# STATED PROBLEM
In the entries below, replace "even-odd" with "nonzero" and write out every line again with nothing else altered.

# RECORDS FOR THIS TASK
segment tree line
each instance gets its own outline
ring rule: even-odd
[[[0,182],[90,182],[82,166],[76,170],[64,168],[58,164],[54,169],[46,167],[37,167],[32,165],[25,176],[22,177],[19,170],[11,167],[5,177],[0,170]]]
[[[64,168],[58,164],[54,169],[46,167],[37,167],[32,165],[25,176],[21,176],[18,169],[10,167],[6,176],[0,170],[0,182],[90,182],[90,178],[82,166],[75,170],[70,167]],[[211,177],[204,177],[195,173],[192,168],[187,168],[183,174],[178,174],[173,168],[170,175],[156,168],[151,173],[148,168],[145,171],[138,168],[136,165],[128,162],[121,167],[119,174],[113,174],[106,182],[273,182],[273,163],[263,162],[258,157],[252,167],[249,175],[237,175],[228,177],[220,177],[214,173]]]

# PROBLEM SOLUTION
segment tree line
each instance gets its own outline
ring rule: nonzero
[[[0,182],[90,182],[82,166],[76,170],[64,168],[58,164],[54,169],[46,167],[37,167],[32,165],[25,176],[22,177],[19,170],[11,167],[5,177],[0,170]]]
[[[64,168],[58,164],[54,169],[46,167],[37,167],[32,165],[25,176],[21,176],[18,169],[10,167],[6,176],[0,170],[0,182],[90,182],[90,178],[82,166],[75,170],[70,167]],[[211,177],[204,177],[195,173],[192,168],[187,168],[183,174],[178,174],[173,168],[170,175],[156,168],[151,173],[148,168],[145,171],[138,168],[136,165],[128,162],[121,167],[119,174],[113,174],[106,182],[273,182],[273,163],[263,162],[258,157],[252,167],[249,175],[237,175],[228,177],[220,177],[214,173]]]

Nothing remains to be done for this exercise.